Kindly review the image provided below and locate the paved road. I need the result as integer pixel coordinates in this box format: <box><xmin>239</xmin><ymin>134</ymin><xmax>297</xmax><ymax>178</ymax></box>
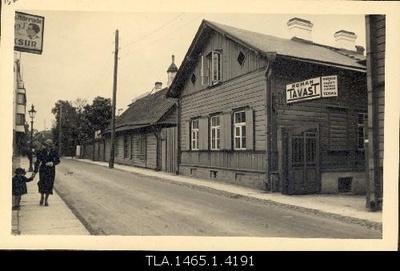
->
<box><xmin>56</xmin><ymin>160</ymin><xmax>382</xmax><ymax>239</ymax></box>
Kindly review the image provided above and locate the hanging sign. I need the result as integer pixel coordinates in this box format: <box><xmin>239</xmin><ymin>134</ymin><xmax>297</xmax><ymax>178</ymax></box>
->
<box><xmin>321</xmin><ymin>75</ymin><xmax>338</xmax><ymax>97</ymax></box>
<box><xmin>286</xmin><ymin>75</ymin><xmax>338</xmax><ymax>103</ymax></box>
<box><xmin>14</xmin><ymin>11</ymin><xmax>44</xmax><ymax>54</ymax></box>
<box><xmin>286</xmin><ymin>77</ymin><xmax>321</xmax><ymax>103</ymax></box>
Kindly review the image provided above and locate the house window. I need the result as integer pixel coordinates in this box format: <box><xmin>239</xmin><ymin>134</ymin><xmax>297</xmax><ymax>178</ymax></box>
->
<box><xmin>190</xmin><ymin>119</ymin><xmax>199</xmax><ymax>150</ymax></box>
<box><xmin>17</xmin><ymin>93</ymin><xmax>25</xmax><ymax>105</ymax></box>
<box><xmin>357</xmin><ymin>113</ymin><xmax>368</xmax><ymax>150</ymax></box>
<box><xmin>237</xmin><ymin>51</ymin><xmax>246</xmax><ymax>66</ymax></box>
<box><xmin>210</xmin><ymin>116</ymin><xmax>221</xmax><ymax>150</ymax></box>
<box><xmin>201</xmin><ymin>50</ymin><xmax>222</xmax><ymax>86</ymax></box>
<box><xmin>233</xmin><ymin>110</ymin><xmax>246</xmax><ymax>150</ymax></box>
<box><xmin>137</xmin><ymin>135</ymin><xmax>146</xmax><ymax>159</ymax></box>
<box><xmin>15</xmin><ymin>114</ymin><xmax>25</xmax><ymax>125</ymax></box>
<box><xmin>124</xmin><ymin>135</ymin><xmax>129</xmax><ymax>159</ymax></box>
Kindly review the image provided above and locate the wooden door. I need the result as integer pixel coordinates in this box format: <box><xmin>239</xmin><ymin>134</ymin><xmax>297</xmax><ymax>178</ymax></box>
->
<box><xmin>282</xmin><ymin>126</ymin><xmax>321</xmax><ymax>195</ymax></box>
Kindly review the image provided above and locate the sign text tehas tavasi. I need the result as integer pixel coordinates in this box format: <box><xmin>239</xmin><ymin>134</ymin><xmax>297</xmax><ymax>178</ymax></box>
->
<box><xmin>14</xmin><ymin>12</ymin><xmax>44</xmax><ymax>54</ymax></box>
<box><xmin>286</xmin><ymin>75</ymin><xmax>338</xmax><ymax>103</ymax></box>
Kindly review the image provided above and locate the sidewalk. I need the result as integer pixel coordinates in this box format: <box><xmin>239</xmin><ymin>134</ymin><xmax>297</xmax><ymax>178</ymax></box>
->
<box><xmin>77</xmin><ymin>158</ymin><xmax>382</xmax><ymax>228</ymax></box>
<box><xmin>11</xmin><ymin>157</ymin><xmax>90</xmax><ymax>235</ymax></box>
<box><xmin>12</xmin><ymin>157</ymin><xmax>382</xmax><ymax>235</ymax></box>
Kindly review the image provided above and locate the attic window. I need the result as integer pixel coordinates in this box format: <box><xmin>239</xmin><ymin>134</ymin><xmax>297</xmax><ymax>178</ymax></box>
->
<box><xmin>237</xmin><ymin>51</ymin><xmax>246</xmax><ymax>66</ymax></box>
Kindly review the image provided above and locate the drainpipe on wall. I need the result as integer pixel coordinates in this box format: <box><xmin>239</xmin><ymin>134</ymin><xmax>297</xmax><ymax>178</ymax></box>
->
<box><xmin>264</xmin><ymin>52</ymin><xmax>276</xmax><ymax>191</ymax></box>
<box><xmin>152</xmin><ymin>126</ymin><xmax>162</xmax><ymax>171</ymax></box>
<box><xmin>175</xmin><ymin>97</ymin><xmax>182</xmax><ymax>175</ymax></box>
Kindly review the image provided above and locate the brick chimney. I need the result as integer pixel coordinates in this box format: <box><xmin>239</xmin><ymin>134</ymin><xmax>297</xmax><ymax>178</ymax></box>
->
<box><xmin>154</xmin><ymin>81</ymin><xmax>162</xmax><ymax>91</ymax></box>
<box><xmin>287</xmin><ymin>17</ymin><xmax>313</xmax><ymax>42</ymax></box>
<box><xmin>356</xmin><ymin>45</ymin><xmax>365</xmax><ymax>55</ymax></box>
<box><xmin>333</xmin><ymin>30</ymin><xmax>357</xmax><ymax>51</ymax></box>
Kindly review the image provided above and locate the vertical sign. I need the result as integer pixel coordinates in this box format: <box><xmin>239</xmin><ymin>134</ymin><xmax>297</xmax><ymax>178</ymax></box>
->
<box><xmin>14</xmin><ymin>11</ymin><xmax>44</xmax><ymax>54</ymax></box>
<box><xmin>321</xmin><ymin>75</ymin><xmax>338</xmax><ymax>97</ymax></box>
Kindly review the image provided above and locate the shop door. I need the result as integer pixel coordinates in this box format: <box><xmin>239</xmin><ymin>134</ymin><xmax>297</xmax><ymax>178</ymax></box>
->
<box><xmin>282</xmin><ymin>127</ymin><xmax>321</xmax><ymax>195</ymax></box>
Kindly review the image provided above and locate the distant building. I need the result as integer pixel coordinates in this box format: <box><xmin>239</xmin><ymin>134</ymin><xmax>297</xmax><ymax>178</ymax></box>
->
<box><xmin>85</xmin><ymin>56</ymin><xmax>178</xmax><ymax>172</ymax></box>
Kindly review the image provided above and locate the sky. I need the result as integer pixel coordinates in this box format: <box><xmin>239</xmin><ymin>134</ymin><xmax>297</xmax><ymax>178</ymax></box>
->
<box><xmin>14</xmin><ymin>10</ymin><xmax>365</xmax><ymax>133</ymax></box>
<box><xmin>1</xmin><ymin>0</ymin><xmax>378</xmax><ymax>133</ymax></box>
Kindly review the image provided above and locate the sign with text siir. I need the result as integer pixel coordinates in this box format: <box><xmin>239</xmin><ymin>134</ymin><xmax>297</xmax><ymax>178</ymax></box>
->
<box><xmin>286</xmin><ymin>75</ymin><xmax>338</xmax><ymax>103</ymax></box>
<box><xmin>14</xmin><ymin>11</ymin><xmax>44</xmax><ymax>54</ymax></box>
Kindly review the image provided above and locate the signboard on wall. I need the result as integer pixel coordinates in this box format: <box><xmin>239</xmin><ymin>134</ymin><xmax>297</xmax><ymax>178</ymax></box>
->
<box><xmin>321</xmin><ymin>75</ymin><xmax>338</xmax><ymax>97</ymax></box>
<box><xmin>14</xmin><ymin>11</ymin><xmax>44</xmax><ymax>54</ymax></box>
<box><xmin>286</xmin><ymin>75</ymin><xmax>338</xmax><ymax>103</ymax></box>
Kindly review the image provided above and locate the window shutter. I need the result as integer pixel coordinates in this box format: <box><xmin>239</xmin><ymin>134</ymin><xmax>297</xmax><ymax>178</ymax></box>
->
<box><xmin>246</xmin><ymin>108</ymin><xmax>254</xmax><ymax>150</ymax></box>
<box><xmin>183</xmin><ymin>121</ymin><xmax>192</xmax><ymax>151</ymax></box>
<box><xmin>199</xmin><ymin>117</ymin><xmax>209</xmax><ymax>150</ymax></box>
<box><xmin>220</xmin><ymin>112</ymin><xmax>232</xmax><ymax>150</ymax></box>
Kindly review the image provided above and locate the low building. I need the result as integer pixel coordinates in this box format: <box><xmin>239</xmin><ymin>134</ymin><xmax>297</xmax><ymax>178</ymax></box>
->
<box><xmin>167</xmin><ymin>18</ymin><xmax>368</xmax><ymax>194</ymax></box>
<box><xmin>98</xmin><ymin>56</ymin><xmax>178</xmax><ymax>172</ymax></box>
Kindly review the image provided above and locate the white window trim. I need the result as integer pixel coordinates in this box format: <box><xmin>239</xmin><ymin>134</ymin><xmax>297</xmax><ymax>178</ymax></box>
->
<box><xmin>210</xmin><ymin>115</ymin><xmax>221</xmax><ymax>151</ymax></box>
<box><xmin>356</xmin><ymin>113</ymin><xmax>368</xmax><ymax>151</ymax></box>
<box><xmin>200</xmin><ymin>50</ymin><xmax>222</xmax><ymax>86</ymax></box>
<box><xmin>233</xmin><ymin>110</ymin><xmax>247</xmax><ymax>150</ymax></box>
<box><xmin>190</xmin><ymin>119</ymin><xmax>199</xmax><ymax>151</ymax></box>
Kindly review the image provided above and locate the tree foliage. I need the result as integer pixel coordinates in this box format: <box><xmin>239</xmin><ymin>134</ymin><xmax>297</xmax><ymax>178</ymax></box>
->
<box><xmin>51</xmin><ymin>96</ymin><xmax>112</xmax><ymax>156</ymax></box>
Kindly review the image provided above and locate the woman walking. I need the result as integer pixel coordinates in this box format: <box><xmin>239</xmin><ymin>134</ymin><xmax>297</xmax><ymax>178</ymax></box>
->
<box><xmin>32</xmin><ymin>139</ymin><xmax>60</xmax><ymax>206</ymax></box>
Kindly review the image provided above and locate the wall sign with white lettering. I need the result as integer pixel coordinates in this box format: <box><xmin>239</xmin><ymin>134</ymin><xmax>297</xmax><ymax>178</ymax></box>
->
<box><xmin>286</xmin><ymin>75</ymin><xmax>338</xmax><ymax>103</ymax></box>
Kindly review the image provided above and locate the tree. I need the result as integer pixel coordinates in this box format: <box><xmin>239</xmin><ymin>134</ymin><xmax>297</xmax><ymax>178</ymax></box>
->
<box><xmin>51</xmin><ymin>100</ymin><xmax>79</xmax><ymax>155</ymax></box>
<box><xmin>83</xmin><ymin>96</ymin><xmax>112</xmax><ymax>140</ymax></box>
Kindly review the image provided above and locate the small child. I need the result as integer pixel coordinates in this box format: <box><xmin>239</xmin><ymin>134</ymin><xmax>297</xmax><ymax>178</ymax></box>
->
<box><xmin>12</xmin><ymin>168</ymin><xmax>33</xmax><ymax>210</ymax></box>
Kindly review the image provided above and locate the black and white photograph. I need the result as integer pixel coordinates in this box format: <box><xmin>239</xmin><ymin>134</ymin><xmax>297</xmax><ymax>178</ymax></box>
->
<box><xmin>0</xmin><ymin>0</ymin><xmax>400</xmax><ymax>253</ymax></box>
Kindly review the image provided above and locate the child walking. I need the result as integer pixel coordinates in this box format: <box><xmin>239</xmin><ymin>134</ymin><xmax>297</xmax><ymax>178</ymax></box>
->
<box><xmin>12</xmin><ymin>168</ymin><xmax>33</xmax><ymax>210</ymax></box>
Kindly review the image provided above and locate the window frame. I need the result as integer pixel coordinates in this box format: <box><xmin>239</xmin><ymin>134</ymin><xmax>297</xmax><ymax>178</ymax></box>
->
<box><xmin>206</xmin><ymin>49</ymin><xmax>222</xmax><ymax>86</ymax></box>
<box><xmin>190</xmin><ymin>118</ymin><xmax>200</xmax><ymax>151</ymax></box>
<box><xmin>356</xmin><ymin>112</ymin><xmax>368</xmax><ymax>151</ymax></box>
<box><xmin>210</xmin><ymin>114</ymin><xmax>221</xmax><ymax>151</ymax></box>
<box><xmin>233</xmin><ymin>109</ymin><xmax>247</xmax><ymax>151</ymax></box>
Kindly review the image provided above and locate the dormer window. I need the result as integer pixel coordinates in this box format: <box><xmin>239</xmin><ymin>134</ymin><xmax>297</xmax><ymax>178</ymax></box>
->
<box><xmin>237</xmin><ymin>51</ymin><xmax>246</xmax><ymax>66</ymax></box>
<box><xmin>201</xmin><ymin>50</ymin><xmax>222</xmax><ymax>86</ymax></box>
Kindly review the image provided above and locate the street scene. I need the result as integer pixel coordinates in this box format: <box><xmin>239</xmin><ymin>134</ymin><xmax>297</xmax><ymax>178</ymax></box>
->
<box><xmin>2</xmin><ymin>0</ymin><xmax>400</xmax><ymax>252</ymax></box>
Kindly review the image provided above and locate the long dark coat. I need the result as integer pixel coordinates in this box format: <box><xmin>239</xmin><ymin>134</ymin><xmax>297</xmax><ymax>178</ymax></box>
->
<box><xmin>34</xmin><ymin>149</ymin><xmax>60</xmax><ymax>194</ymax></box>
<box><xmin>12</xmin><ymin>175</ymin><xmax>33</xmax><ymax>196</ymax></box>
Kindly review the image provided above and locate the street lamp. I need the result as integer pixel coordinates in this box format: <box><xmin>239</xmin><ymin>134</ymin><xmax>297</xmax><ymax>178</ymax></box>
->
<box><xmin>28</xmin><ymin>104</ymin><xmax>36</xmax><ymax>171</ymax></box>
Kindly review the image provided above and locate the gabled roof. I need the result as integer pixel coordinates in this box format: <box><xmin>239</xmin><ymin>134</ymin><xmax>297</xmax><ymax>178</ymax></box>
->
<box><xmin>167</xmin><ymin>20</ymin><xmax>366</xmax><ymax>97</ymax></box>
<box><xmin>105</xmin><ymin>88</ymin><xmax>175</xmax><ymax>133</ymax></box>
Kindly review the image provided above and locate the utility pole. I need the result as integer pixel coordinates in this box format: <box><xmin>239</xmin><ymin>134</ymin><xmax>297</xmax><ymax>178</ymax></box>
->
<box><xmin>58</xmin><ymin>101</ymin><xmax>62</xmax><ymax>156</ymax></box>
<box><xmin>108</xmin><ymin>29</ymin><xmax>119</xmax><ymax>168</ymax></box>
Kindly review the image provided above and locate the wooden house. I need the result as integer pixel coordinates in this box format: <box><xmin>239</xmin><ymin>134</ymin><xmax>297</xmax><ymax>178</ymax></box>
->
<box><xmin>167</xmin><ymin>18</ymin><xmax>367</xmax><ymax>194</ymax></box>
<box><xmin>98</xmin><ymin>56</ymin><xmax>178</xmax><ymax>173</ymax></box>
<box><xmin>365</xmin><ymin>15</ymin><xmax>386</xmax><ymax>210</ymax></box>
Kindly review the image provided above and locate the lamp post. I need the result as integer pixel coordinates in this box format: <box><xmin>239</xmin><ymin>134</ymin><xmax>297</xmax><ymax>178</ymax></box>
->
<box><xmin>28</xmin><ymin>105</ymin><xmax>36</xmax><ymax>171</ymax></box>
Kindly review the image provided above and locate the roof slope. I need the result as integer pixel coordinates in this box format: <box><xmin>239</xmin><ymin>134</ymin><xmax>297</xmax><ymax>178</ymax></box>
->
<box><xmin>209</xmin><ymin>21</ymin><xmax>365</xmax><ymax>69</ymax></box>
<box><xmin>115</xmin><ymin>88</ymin><xmax>175</xmax><ymax>128</ymax></box>
<box><xmin>167</xmin><ymin>20</ymin><xmax>366</xmax><ymax>97</ymax></box>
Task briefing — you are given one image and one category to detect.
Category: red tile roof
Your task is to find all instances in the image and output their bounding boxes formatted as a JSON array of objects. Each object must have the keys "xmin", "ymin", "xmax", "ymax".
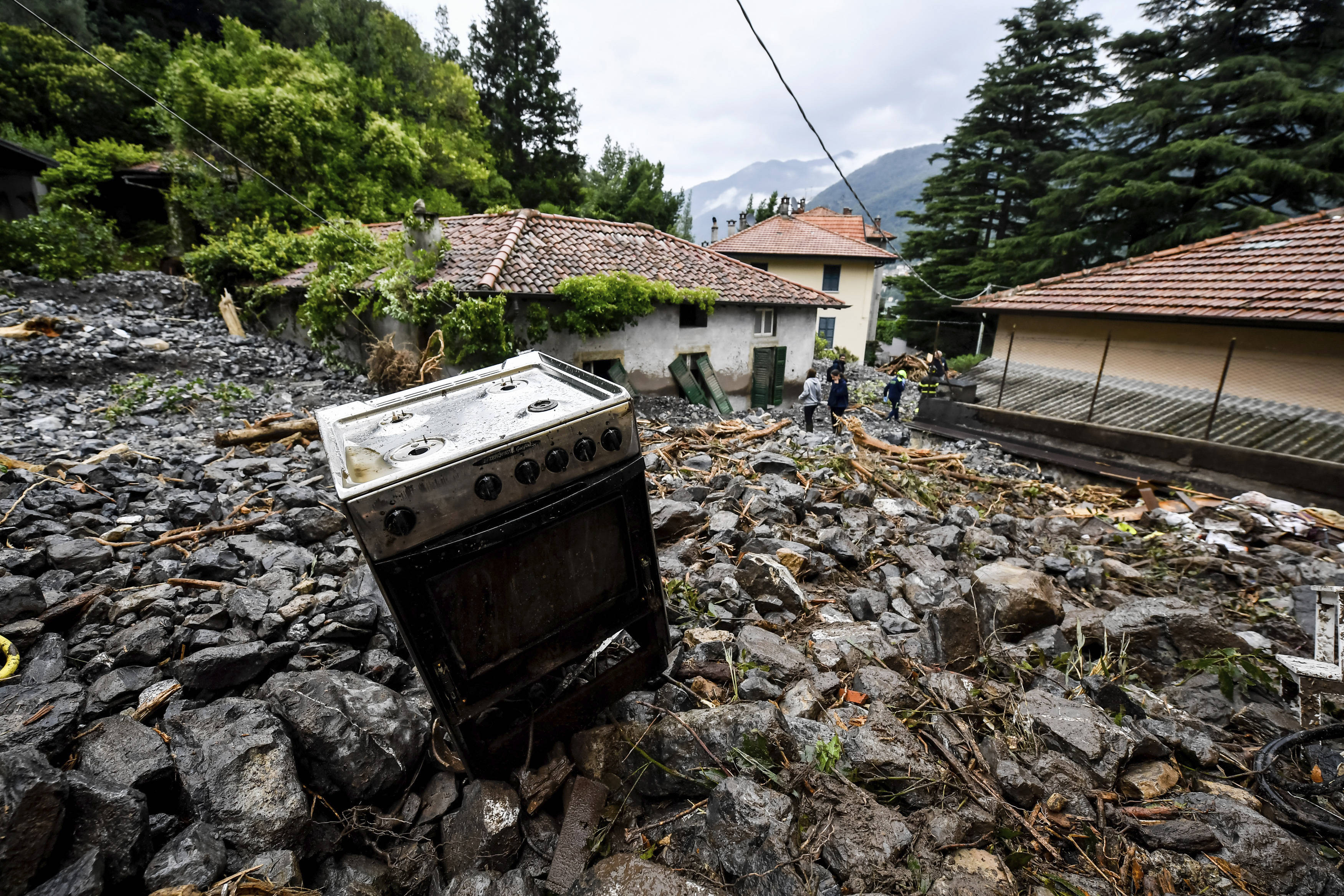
[
  {"xmin": 962, "ymin": 208, "xmax": 1344, "ymax": 325},
  {"xmin": 710, "ymin": 215, "xmax": 897, "ymax": 262},
  {"xmin": 274, "ymin": 208, "xmax": 844, "ymax": 308},
  {"xmin": 794, "ymin": 205, "xmax": 897, "ymax": 240}
]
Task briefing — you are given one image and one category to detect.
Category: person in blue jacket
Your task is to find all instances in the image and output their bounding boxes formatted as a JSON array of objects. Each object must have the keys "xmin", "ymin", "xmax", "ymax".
[
  {"xmin": 827, "ymin": 369, "xmax": 849, "ymax": 434},
  {"xmin": 882, "ymin": 371, "xmax": 906, "ymax": 421}
]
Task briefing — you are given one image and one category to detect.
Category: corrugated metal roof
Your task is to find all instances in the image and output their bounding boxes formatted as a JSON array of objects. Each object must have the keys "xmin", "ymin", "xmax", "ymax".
[
  {"xmin": 273, "ymin": 210, "xmax": 844, "ymax": 308},
  {"xmin": 962, "ymin": 208, "xmax": 1344, "ymax": 324},
  {"xmin": 968, "ymin": 357, "xmax": 1344, "ymax": 462}
]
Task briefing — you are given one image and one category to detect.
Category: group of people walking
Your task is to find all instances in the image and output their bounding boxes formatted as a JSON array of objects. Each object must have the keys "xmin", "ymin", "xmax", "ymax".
[{"xmin": 803, "ymin": 352, "xmax": 948, "ymax": 434}]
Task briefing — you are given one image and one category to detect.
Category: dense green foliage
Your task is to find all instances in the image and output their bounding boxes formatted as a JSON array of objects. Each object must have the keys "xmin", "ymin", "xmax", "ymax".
[
  {"xmin": 889, "ymin": 0, "xmax": 1344, "ymax": 351},
  {"xmin": 897, "ymin": 0, "xmax": 1107, "ymax": 349},
  {"xmin": 579, "ymin": 137, "xmax": 688, "ymax": 232},
  {"xmin": 468, "ymin": 0, "xmax": 583, "ymax": 208}
]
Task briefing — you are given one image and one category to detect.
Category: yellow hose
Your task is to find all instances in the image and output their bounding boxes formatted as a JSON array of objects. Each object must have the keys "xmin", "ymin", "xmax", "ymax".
[{"xmin": 0, "ymin": 635, "xmax": 19, "ymax": 678}]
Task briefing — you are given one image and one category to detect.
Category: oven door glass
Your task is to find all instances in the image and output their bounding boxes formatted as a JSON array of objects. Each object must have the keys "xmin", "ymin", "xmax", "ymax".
[{"xmin": 426, "ymin": 499, "xmax": 634, "ymax": 678}]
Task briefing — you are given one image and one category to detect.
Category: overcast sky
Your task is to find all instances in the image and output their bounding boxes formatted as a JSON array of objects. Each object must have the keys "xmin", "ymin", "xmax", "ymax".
[{"xmin": 387, "ymin": 0, "xmax": 1141, "ymax": 189}]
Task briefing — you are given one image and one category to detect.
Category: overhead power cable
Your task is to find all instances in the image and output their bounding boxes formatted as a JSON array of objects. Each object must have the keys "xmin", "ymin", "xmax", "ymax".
[
  {"xmin": 12, "ymin": 0, "xmax": 363, "ymax": 246},
  {"xmin": 737, "ymin": 0, "xmax": 993, "ymax": 302}
]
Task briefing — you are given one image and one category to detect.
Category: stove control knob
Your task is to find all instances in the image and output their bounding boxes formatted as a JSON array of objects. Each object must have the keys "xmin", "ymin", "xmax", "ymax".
[
  {"xmin": 513, "ymin": 461, "xmax": 542, "ymax": 485},
  {"xmin": 476, "ymin": 473, "xmax": 504, "ymax": 501},
  {"xmin": 383, "ymin": 508, "xmax": 415, "ymax": 536}
]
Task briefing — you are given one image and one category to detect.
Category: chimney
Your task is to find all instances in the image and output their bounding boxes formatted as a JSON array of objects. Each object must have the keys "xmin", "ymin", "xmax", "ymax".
[{"xmin": 406, "ymin": 199, "xmax": 444, "ymax": 263}]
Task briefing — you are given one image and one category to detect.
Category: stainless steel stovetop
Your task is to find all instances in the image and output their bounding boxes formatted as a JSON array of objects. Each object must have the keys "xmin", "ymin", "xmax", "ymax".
[{"xmin": 317, "ymin": 352, "xmax": 640, "ymax": 560}]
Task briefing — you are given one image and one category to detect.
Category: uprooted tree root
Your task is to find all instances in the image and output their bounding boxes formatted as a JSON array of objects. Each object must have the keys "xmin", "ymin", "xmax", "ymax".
[{"xmin": 368, "ymin": 330, "xmax": 444, "ymax": 395}]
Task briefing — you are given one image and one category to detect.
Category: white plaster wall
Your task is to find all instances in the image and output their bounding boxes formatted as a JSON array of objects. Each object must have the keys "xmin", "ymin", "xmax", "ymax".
[{"xmin": 530, "ymin": 305, "xmax": 816, "ymax": 407}]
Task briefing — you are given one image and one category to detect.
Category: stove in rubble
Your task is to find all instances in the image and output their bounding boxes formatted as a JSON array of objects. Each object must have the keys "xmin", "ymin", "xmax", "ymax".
[{"xmin": 317, "ymin": 352, "xmax": 668, "ymax": 775}]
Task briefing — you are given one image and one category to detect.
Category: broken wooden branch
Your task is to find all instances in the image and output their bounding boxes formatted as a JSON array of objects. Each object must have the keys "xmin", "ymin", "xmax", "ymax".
[{"xmin": 215, "ymin": 418, "xmax": 317, "ymax": 447}]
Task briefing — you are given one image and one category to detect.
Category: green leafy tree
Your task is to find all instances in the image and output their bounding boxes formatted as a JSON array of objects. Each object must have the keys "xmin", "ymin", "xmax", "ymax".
[
  {"xmin": 468, "ymin": 0, "xmax": 583, "ymax": 208},
  {"xmin": 886, "ymin": 0, "xmax": 1107, "ymax": 351},
  {"xmin": 1016, "ymin": 0, "xmax": 1344, "ymax": 265},
  {"xmin": 579, "ymin": 137, "xmax": 685, "ymax": 232}
]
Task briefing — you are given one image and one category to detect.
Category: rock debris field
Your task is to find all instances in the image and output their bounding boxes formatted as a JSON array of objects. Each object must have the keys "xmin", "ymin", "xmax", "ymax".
[{"xmin": 0, "ymin": 272, "xmax": 1344, "ymax": 896}]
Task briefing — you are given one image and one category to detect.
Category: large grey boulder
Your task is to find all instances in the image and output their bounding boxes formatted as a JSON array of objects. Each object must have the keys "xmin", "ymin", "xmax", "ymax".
[
  {"xmin": 704, "ymin": 778, "xmax": 812, "ymax": 896},
  {"xmin": 1016, "ymin": 689, "xmax": 1134, "ymax": 787},
  {"xmin": 164, "ymin": 697, "xmax": 308, "ymax": 852},
  {"xmin": 970, "ymin": 563, "xmax": 1064, "ymax": 641},
  {"xmin": 66, "ymin": 771, "xmax": 151, "ymax": 884},
  {"xmin": 77, "ymin": 715, "xmax": 174, "ymax": 790},
  {"xmin": 260, "ymin": 669, "xmax": 429, "ymax": 802},
  {"xmin": 0, "ymin": 747, "xmax": 67, "ymax": 896},
  {"xmin": 444, "ymin": 780, "xmax": 523, "ymax": 880},
  {"xmin": 145, "ymin": 821, "xmax": 226, "ymax": 892},
  {"xmin": 0, "ymin": 682, "xmax": 85, "ymax": 763}
]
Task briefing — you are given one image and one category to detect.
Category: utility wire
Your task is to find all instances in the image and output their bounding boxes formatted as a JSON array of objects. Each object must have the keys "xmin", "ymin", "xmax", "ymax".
[
  {"xmin": 731, "ymin": 0, "xmax": 992, "ymax": 302},
  {"xmin": 13, "ymin": 0, "xmax": 363, "ymax": 246}
]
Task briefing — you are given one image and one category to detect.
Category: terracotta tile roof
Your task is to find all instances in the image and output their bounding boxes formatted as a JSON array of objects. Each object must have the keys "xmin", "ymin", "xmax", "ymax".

Aim of the task:
Which lines of the material above contain the word "tile"? Gather each of them, counting only matches where uppercase and lowercase are the same as in that word.

In response:
Category: red tile roof
Category: terracotta tile roof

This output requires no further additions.